[Records of labeled boxes]
* begin *
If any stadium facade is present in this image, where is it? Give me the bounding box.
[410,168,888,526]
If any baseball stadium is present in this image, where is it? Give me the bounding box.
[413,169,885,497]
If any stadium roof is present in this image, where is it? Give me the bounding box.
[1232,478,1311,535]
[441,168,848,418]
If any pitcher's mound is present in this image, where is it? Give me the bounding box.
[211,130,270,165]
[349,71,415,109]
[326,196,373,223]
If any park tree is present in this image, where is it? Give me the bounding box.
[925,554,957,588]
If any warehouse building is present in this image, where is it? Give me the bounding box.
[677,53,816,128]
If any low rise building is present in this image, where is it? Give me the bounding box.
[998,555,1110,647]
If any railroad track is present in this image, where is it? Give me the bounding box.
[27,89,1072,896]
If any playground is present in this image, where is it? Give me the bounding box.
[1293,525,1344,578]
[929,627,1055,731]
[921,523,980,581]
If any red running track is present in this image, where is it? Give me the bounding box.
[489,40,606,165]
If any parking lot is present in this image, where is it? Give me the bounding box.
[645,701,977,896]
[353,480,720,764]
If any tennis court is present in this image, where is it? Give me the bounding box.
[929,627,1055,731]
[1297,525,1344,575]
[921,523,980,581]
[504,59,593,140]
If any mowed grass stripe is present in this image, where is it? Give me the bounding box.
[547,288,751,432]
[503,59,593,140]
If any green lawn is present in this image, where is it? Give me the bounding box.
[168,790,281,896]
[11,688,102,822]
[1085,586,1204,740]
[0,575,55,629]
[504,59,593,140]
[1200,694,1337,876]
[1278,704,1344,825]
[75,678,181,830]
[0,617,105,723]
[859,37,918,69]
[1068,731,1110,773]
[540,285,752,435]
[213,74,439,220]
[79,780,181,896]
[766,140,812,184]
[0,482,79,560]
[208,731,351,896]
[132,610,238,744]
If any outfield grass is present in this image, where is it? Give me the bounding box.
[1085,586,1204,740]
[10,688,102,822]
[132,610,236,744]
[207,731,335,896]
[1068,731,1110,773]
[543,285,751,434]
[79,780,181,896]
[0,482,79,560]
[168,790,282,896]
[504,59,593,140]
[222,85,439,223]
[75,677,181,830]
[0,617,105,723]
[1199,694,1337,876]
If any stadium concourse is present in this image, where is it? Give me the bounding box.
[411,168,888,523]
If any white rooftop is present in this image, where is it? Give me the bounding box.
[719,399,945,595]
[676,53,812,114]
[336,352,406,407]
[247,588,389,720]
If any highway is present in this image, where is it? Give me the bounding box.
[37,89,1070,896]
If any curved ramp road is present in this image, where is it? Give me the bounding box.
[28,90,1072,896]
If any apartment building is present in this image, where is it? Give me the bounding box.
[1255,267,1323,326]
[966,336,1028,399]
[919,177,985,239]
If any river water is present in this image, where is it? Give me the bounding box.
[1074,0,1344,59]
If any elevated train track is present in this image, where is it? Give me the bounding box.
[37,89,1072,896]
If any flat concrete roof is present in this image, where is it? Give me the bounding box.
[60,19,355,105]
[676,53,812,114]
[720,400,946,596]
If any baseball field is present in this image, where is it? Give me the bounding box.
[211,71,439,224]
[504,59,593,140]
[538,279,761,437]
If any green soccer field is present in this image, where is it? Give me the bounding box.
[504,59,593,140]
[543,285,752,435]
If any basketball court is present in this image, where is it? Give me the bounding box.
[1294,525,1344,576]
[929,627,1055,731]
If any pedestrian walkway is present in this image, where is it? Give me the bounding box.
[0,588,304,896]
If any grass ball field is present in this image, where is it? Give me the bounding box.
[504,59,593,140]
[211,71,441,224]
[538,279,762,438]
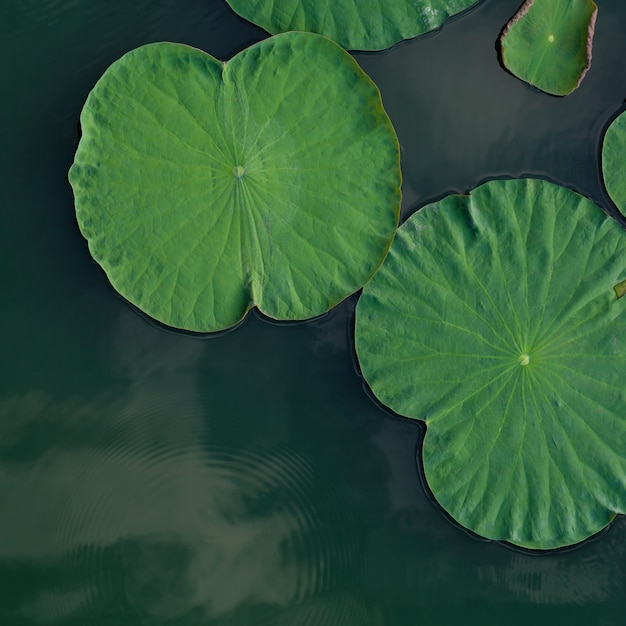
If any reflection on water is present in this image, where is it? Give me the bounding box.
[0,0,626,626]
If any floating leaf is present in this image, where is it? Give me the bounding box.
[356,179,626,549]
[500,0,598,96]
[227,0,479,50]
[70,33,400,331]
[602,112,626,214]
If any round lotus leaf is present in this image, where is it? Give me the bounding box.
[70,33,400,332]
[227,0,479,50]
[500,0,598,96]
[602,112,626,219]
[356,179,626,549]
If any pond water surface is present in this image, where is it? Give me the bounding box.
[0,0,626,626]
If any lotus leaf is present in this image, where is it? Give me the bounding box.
* end *
**Challenge:** Reproduce all of the entries above exactly as they appear, omitting the pictures.

**Answer to this task:**
If any stadium facade is present in this image, where is it? Give me the bounding box.
[410,168,888,526]
If any baseball stadium is present in this image, where is it? Give me the bounding box.
[413,169,885,497]
If any stadium roof is present in this image, where is it? Give me the bounding box.
[1232,478,1311,535]
[441,168,848,418]
If any pitcher's mound is present in this image, where is it? Give me the bounding box.
[211,130,270,165]
[349,71,415,109]
[326,196,373,223]
If any park tree is present in this image, where is it? Give me the bounding box.
[925,554,957,588]
If any warehouse building is present in this image, where is it? Give me the bounding box.
[677,53,816,128]
If any low rise building is present in this image, where is it? Give me the bounding box.
[998,555,1110,647]
If any railroad track is present in this image, where is it? Give me the bounding box.
[27,89,1072,896]
If any playground is present in this image, where is it? Give me the bounding box.
[1293,525,1344,578]
[929,627,1055,731]
[921,523,980,581]
If any red running track is present in this image, where is it? Give me the bounding box.
[489,40,606,165]
If any parking lot is present in this image, where is it? Give me the bounding box.
[645,701,977,896]
[353,480,720,764]
If any tennis court is present in this image, where is it? Give me the bounding box.
[929,627,1055,731]
[1297,525,1344,575]
[921,523,980,581]
[504,59,593,140]
If any mowed grass stripe is present in this image, where is it? Give me the bounding box.
[547,288,751,432]
[503,59,593,140]
If any green lawn is present in this image, where is it? Give me the bounding box.
[168,790,281,896]
[11,688,102,822]
[1085,586,1204,740]
[0,575,55,629]
[504,59,593,140]
[1200,694,1337,876]
[1278,704,1344,825]
[75,678,181,830]
[0,617,105,723]
[859,37,918,69]
[1068,731,1110,773]
[540,285,752,435]
[213,74,439,220]
[79,780,181,896]
[766,140,812,184]
[0,482,79,560]
[208,731,351,896]
[132,610,238,744]
If any outfield grass is present in this image, where is it? Give me the bounding box.
[1085,586,1204,740]
[10,688,102,822]
[132,610,236,744]
[207,731,335,896]
[1068,731,1110,773]
[543,285,751,434]
[79,780,181,896]
[0,482,79,560]
[168,790,282,896]
[504,59,593,140]
[222,85,439,223]
[75,677,181,830]
[0,617,105,723]
[1199,694,1337,876]
If any stadium concourse is present in this image, where is it? Give me the bounding box.
[411,168,888,523]
If any white rooftop is present in this image, where is it? Give me the bounding box.
[719,399,945,595]
[676,53,812,114]
[336,352,406,407]
[247,588,389,720]
If any highway is present in this image, where is it? Give me the bounding box.
[37,89,1070,896]
If any curved ramp road is present in this image, where is it? Give me the bounding box.
[28,90,1072,896]
If any apartment building is present in this image, where is it? Give me the bounding box.
[1255,267,1323,326]
[966,336,1028,399]
[919,177,985,239]
If any river water is present in this image, where is it? Give me the bounding box.
[1074,0,1344,59]
If any elevated train track is present in this image, where is it? Give me the bounding box.
[37,89,1072,896]
If any flat concrete roof is present in this image, where is it? Give me the bounding box.
[60,19,355,105]
[676,53,812,114]
[720,400,946,596]
If any baseball field is present in this image, where is it? Give me the bounding box.
[211,71,439,224]
[504,59,593,140]
[538,279,761,437]
If any green soccer field is present in this image, where is it? Give me the bounding box.
[504,59,593,140]
[543,285,752,435]
If any basketball court is present in this image, where is it? Give me the bounding box.
[1294,525,1344,576]
[929,627,1055,731]
If any pedestrian walkway is present in this image, where is it? Give me the bounding box.
[0,588,304,896]
If any grass ball field is present in this image, where is it? Give me the bounding box.
[504,59,593,140]
[211,71,441,224]
[538,279,762,438]
If any reflection on water is present in this image, where is it? Give me the bounding box.
[0,0,626,626]
If any floating leaf is present in this image, where is it? Give me the bounding box.
[356,179,626,549]
[500,0,598,96]
[227,0,479,50]
[70,33,400,331]
[602,112,626,214]
If any round lotus leaf is present in this image, where is it? Give me the bounding box.
[70,33,400,332]
[227,0,479,50]
[500,0,598,96]
[602,112,626,219]
[356,179,626,549]
If any pond water surface is present in this image, where is it? Give me the bounding box.
[0,0,626,626]
If any lotus leaf is present in this image, where is it? Give me the bounding box.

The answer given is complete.